[Dataset excerpt]
==============================

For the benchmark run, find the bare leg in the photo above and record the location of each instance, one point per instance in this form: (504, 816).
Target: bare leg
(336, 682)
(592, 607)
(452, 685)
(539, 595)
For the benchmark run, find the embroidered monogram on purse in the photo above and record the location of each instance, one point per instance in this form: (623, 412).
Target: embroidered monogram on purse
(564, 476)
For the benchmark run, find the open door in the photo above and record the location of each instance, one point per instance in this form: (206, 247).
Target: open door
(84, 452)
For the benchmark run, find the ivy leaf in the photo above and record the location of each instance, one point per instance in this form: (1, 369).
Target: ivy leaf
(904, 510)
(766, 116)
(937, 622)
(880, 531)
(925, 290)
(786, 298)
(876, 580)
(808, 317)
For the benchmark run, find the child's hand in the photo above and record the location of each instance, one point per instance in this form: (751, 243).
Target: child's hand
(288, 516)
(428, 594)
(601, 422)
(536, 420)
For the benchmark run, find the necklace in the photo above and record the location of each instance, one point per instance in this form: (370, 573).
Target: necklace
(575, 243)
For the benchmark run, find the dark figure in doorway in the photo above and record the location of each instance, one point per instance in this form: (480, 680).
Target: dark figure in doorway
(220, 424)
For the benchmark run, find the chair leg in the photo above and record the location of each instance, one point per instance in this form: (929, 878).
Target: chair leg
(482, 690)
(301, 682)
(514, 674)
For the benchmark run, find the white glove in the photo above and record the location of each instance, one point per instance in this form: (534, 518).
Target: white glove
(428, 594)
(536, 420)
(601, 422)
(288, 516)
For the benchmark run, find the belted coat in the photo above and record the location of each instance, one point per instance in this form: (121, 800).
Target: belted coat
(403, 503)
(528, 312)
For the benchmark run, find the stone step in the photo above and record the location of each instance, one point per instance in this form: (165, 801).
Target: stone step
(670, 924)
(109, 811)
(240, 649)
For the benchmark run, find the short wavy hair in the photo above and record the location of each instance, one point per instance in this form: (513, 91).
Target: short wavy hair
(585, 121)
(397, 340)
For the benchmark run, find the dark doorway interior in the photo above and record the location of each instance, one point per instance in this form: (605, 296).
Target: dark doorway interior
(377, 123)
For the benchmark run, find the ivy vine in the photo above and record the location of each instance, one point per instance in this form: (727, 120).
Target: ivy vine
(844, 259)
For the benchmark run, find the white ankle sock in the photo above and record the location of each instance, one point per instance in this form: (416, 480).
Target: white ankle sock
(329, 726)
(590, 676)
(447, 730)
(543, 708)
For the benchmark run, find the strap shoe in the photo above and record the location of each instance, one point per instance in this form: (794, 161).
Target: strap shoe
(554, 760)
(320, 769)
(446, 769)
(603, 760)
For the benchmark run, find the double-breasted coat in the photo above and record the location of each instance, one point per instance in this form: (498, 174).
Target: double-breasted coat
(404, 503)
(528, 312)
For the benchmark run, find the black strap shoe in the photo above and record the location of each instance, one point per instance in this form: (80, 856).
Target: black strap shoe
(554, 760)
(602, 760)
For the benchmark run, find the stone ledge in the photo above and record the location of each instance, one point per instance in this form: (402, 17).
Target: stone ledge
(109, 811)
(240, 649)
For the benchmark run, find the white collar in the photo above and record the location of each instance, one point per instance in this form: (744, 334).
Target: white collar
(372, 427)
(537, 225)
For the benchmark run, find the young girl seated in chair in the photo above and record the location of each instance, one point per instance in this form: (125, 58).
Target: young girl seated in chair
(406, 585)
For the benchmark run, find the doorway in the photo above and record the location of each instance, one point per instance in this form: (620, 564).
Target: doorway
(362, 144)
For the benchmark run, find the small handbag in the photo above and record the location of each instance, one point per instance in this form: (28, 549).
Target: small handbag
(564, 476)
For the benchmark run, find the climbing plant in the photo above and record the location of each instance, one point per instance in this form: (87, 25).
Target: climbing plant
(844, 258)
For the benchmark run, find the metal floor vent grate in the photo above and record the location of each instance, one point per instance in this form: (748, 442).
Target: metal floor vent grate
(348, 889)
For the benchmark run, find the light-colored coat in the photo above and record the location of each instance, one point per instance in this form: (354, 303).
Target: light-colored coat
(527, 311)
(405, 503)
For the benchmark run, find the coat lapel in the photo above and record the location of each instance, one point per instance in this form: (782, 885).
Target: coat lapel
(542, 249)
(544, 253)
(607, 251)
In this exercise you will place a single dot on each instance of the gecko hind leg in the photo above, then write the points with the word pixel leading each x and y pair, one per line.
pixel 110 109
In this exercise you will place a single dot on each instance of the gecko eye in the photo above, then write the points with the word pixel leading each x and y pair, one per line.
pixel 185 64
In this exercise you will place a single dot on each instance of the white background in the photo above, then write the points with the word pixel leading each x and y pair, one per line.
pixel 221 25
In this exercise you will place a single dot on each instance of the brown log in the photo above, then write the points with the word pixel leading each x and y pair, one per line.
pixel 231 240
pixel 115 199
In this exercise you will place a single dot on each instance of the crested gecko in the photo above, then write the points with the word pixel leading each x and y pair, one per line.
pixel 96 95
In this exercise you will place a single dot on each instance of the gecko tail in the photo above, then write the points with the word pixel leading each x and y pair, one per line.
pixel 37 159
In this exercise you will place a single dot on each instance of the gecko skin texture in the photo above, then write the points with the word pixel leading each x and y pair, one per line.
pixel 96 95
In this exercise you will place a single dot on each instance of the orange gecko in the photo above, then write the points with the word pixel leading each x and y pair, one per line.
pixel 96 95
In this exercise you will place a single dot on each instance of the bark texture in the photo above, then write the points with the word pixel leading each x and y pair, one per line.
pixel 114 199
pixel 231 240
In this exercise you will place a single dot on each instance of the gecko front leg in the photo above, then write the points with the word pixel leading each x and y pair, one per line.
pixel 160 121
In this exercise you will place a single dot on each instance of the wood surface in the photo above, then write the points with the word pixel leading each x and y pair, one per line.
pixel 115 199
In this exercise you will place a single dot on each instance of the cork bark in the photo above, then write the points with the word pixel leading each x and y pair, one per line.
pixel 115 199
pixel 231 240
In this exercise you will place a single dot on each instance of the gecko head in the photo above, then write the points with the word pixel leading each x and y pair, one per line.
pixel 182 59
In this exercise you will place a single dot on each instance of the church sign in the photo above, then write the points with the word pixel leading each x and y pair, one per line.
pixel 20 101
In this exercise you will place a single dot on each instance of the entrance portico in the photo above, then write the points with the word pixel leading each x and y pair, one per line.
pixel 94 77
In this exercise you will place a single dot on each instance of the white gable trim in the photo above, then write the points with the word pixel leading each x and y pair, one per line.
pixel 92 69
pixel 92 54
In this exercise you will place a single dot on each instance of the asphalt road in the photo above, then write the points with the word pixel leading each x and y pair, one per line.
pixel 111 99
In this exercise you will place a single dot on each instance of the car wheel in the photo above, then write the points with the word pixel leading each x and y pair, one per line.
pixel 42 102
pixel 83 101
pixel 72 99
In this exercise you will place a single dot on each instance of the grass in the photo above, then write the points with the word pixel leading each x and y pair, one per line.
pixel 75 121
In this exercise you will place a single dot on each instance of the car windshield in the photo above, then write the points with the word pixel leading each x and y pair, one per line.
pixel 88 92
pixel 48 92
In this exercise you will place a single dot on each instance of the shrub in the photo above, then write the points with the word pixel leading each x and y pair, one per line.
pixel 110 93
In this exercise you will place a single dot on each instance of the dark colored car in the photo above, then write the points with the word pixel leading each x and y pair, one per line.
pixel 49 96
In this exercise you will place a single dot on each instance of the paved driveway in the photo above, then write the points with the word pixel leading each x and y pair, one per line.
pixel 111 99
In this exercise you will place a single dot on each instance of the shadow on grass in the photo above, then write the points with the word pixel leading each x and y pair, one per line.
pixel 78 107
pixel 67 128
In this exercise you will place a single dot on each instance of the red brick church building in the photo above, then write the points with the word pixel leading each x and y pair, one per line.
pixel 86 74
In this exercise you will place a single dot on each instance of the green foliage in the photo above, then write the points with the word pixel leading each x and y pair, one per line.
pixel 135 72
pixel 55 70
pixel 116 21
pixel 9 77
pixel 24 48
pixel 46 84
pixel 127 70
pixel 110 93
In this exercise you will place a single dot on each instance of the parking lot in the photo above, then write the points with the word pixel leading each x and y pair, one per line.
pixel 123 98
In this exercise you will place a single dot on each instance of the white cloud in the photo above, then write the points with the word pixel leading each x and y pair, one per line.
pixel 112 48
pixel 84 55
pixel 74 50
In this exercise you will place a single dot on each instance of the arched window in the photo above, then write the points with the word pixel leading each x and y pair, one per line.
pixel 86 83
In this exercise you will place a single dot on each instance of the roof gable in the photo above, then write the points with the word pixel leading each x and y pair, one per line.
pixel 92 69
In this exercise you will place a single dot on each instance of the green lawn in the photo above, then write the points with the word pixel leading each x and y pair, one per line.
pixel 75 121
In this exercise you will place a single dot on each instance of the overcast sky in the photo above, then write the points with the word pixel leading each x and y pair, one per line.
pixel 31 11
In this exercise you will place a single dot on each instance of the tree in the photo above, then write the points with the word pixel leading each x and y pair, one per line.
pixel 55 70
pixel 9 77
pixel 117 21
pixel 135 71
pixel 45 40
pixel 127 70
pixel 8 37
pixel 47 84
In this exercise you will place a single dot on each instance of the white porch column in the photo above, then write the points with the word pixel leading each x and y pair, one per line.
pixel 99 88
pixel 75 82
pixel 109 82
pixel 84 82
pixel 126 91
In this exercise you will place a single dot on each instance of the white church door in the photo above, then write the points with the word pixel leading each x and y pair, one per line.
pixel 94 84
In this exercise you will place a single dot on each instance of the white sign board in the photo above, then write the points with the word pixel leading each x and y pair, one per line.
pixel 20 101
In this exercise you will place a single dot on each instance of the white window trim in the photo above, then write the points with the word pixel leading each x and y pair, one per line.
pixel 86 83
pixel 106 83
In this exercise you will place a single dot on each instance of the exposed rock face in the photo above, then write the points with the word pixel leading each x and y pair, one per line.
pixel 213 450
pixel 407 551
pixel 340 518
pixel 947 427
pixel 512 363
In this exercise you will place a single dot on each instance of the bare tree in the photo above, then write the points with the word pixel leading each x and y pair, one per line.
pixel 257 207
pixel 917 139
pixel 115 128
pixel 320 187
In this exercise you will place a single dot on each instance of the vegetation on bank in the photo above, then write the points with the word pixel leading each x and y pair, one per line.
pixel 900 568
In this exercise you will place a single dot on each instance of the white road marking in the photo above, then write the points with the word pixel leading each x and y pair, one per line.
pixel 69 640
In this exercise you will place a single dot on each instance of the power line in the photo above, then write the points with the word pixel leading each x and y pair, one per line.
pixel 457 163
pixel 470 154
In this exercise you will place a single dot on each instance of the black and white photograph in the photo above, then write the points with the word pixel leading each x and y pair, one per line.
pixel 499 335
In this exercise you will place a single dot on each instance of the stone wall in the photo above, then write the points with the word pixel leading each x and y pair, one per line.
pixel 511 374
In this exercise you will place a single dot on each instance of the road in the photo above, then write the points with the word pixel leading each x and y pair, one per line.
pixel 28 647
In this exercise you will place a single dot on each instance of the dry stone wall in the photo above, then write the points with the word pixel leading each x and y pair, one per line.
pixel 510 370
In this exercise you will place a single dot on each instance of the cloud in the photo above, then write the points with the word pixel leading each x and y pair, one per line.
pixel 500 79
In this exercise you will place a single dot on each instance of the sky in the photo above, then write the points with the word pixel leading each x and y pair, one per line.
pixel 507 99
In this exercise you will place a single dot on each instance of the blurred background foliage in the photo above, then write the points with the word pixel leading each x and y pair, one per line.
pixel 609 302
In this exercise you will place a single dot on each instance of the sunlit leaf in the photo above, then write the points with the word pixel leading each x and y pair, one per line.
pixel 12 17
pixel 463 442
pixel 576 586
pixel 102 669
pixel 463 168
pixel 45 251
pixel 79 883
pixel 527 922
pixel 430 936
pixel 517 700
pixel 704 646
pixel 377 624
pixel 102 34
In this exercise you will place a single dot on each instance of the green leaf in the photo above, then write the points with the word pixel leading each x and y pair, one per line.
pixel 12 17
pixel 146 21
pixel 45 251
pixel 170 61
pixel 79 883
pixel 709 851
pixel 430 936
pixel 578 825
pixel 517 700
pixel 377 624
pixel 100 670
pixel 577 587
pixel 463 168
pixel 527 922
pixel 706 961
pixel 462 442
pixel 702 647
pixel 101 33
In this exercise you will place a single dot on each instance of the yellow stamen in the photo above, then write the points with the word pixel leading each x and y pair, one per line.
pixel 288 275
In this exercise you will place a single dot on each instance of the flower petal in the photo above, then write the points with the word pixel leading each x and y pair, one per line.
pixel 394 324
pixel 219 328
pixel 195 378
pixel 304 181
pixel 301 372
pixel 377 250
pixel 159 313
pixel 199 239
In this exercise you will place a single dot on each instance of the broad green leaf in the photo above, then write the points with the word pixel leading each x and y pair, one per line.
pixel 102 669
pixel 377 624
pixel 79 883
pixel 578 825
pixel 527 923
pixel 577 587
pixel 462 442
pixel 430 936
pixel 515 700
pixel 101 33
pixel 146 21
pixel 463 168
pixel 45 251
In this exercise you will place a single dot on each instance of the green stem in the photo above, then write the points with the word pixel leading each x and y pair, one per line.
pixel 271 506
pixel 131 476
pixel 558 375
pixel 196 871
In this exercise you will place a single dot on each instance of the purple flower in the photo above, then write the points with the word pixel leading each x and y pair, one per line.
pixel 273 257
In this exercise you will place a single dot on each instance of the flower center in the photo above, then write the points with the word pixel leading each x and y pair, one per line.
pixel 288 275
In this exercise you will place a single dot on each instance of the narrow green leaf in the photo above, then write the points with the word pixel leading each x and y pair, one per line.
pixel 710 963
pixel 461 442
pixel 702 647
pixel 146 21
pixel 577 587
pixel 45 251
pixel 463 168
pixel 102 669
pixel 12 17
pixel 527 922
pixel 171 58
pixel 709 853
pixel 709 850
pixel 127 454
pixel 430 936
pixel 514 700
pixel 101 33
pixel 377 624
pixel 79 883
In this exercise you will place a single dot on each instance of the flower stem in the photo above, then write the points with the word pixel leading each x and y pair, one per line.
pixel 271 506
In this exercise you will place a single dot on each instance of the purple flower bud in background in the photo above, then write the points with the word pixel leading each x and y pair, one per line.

==============================

Exercise description: Can you rewrite the part of the items that opens with the line containing "of the grass" and closes with the line containing "pixel 48 92", changing "car windshield" to "bus windshield" and leaving everything else the same?

Response for this exercise:
In this exercise you will place a single dot on each instance of the grass in the photo above, then write the points with the word pixel leading each x and y pair, one per line.
pixel 75 121
In this exercise you will place a single dot on each instance of the bus windshield in the photo above, then write the points with the word pixel leading each x and y pair, one per line.
pixel 88 92
pixel 48 92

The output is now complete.